[DATA PROVIDED]:

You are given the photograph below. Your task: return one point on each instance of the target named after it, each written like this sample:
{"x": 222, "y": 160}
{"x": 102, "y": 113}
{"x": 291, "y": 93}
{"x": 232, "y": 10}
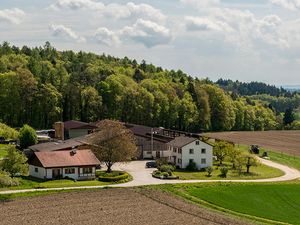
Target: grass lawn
{"x": 277, "y": 202}
{"x": 292, "y": 161}
{"x": 3, "y": 150}
{"x": 282, "y": 158}
{"x": 29, "y": 182}
{"x": 256, "y": 172}
{"x": 259, "y": 172}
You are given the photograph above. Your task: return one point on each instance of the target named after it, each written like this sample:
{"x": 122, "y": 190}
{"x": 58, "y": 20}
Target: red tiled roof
{"x": 66, "y": 158}
{"x": 73, "y": 124}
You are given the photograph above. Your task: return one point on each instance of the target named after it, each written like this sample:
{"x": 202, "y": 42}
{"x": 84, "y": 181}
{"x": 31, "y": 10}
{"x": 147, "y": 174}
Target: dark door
{"x": 157, "y": 154}
{"x": 56, "y": 173}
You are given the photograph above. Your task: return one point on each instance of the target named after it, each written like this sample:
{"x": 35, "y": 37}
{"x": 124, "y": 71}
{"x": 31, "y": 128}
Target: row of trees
{"x": 39, "y": 86}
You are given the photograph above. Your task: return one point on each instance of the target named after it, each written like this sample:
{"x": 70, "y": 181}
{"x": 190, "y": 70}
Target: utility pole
{"x": 151, "y": 140}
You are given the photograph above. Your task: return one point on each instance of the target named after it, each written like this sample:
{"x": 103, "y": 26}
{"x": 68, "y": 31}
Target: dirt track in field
{"x": 281, "y": 141}
{"x": 108, "y": 207}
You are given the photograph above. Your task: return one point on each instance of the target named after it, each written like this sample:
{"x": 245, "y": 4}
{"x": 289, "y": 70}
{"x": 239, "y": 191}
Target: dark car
{"x": 151, "y": 164}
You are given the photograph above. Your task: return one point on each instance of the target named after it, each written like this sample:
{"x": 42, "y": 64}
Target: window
{"x": 86, "y": 170}
{"x": 69, "y": 170}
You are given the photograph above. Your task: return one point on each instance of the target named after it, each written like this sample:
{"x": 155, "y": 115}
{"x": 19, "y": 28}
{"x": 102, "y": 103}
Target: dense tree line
{"x": 41, "y": 85}
{"x": 252, "y": 88}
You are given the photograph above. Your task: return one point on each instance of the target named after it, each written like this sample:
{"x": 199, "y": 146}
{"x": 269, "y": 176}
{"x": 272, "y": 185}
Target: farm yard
{"x": 281, "y": 141}
{"x": 109, "y": 206}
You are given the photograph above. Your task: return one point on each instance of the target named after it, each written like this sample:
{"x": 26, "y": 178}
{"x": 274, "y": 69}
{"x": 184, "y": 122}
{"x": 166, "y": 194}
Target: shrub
{"x": 15, "y": 162}
{"x": 192, "y": 166}
{"x": 224, "y": 171}
{"x": 161, "y": 162}
{"x": 167, "y": 168}
{"x": 7, "y": 181}
{"x": 209, "y": 171}
{"x": 113, "y": 177}
{"x": 7, "y": 132}
{"x": 27, "y": 136}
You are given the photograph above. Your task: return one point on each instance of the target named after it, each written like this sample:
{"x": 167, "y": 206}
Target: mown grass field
{"x": 286, "y": 141}
{"x": 3, "y": 150}
{"x": 30, "y": 182}
{"x": 276, "y": 202}
{"x": 256, "y": 172}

[WHAT YOU WILL DO]:
I would like the material repeated in full and exactly, with its images omitted.

[EXERCISE ANSWER]:
You are given the photograph below. Your task: return one point on each instance of the target named after it, each written like this sample:
{"x": 222, "y": 160}
{"x": 102, "y": 113}
{"x": 291, "y": 93}
{"x": 232, "y": 10}
Target: grass lawn
{"x": 277, "y": 202}
{"x": 292, "y": 161}
{"x": 3, "y": 150}
{"x": 282, "y": 158}
{"x": 29, "y": 182}
{"x": 256, "y": 172}
{"x": 259, "y": 172}
You are given the photograph above. Your task: return one point on each instance of the target named after it, each written like this sample:
{"x": 122, "y": 190}
{"x": 58, "y": 20}
Target: red tiled roof
{"x": 66, "y": 158}
{"x": 73, "y": 124}
You are given the photograph above. Your task: return one point on each instance of the target named after it, each written like this sample:
{"x": 202, "y": 42}
{"x": 84, "y": 181}
{"x": 31, "y": 10}
{"x": 147, "y": 174}
Target: dark door
{"x": 157, "y": 154}
{"x": 56, "y": 173}
You are given the photograph above. Your task: return one point on each instance of the target named after it, each written like this sample:
{"x": 35, "y": 37}
{"x": 124, "y": 71}
{"x": 31, "y": 128}
Target: row of trees
{"x": 39, "y": 86}
You are given the photograph above. Your task: return one point on each instance of the target named after it, each written like this sample:
{"x": 70, "y": 181}
{"x": 190, "y": 70}
Target: utility pole
{"x": 151, "y": 140}
You are given the photograph above. Your task: return one point on each instance of the target named after it, each written like this sample:
{"x": 103, "y": 26}
{"x": 68, "y": 31}
Target: dirt track in field
{"x": 281, "y": 141}
{"x": 108, "y": 207}
You are given the photograph above. Your task: return one point on each instance of the target named after it, each written like this sample:
{"x": 245, "y": 4}
{"x": 289, "y": 70}
{"x": 239, "y": 191}
Target: dark car
{"x": 151, "y": 164}
You are given the photograph above. Your task: return one point on each instance of the target named after it, each written like this sample:
{"x": 42, "y": 64}
Target: window
{"x": 86, "y": 170}
{"x": 69, "y": 170}
You are given the photograph above. Your task: return one point on each instance of the target named after it, each written like this sample:
{"x": 155, "y": 115}
{"x": 19, "y": 28}
{"x": 102, "y": 103}
Target: dense tree line
{"x": 41, "y": 85}
{"x": 252, "y": 88}
You are given the photograph above. Your task: return one point on each instance of the target named after it, each written like this sample:
{"x": 199, "y": 146}
{"x": 269, "y": 176}
{"x": 272, "y": 185}
Target: farm yard
{"x": 281, "y": 141}
{"x": 109, "y": 206}
You are given the photograph above. Your task: return one point on each instance of the target named after it, each written like this sample:
{"x": 26, "y": 178}
{"x": 274, "y": 69}
{"x": 184, "y": 122}
{"x": 166, "y": 194}
Target: shrub
{"x": 15, "y": 162}
{"x": 192, "y": 166}
{"x": 224, "y": 171}
{"x": 161, "y": 162}
{"x": 167, "y": 168}
{"x": 7, "y": 181}
{"x": 209, "y": 171}
{"x": 113, "y": 177}
{"x": 7, "y": 132}
{"x": 27, "y": 136}
You are given the photograph above. Your task: return one point on each instance of the target named after it, each written like this sample:
{"x": 167, "y": 206}
Target: mown grass field
{"x": 286, "y": 141}
{"x": 3, "y": 150}
{"x": 30, "y": 182}
{"x": 276, "y": 202}
{"x": 256, "y": 172}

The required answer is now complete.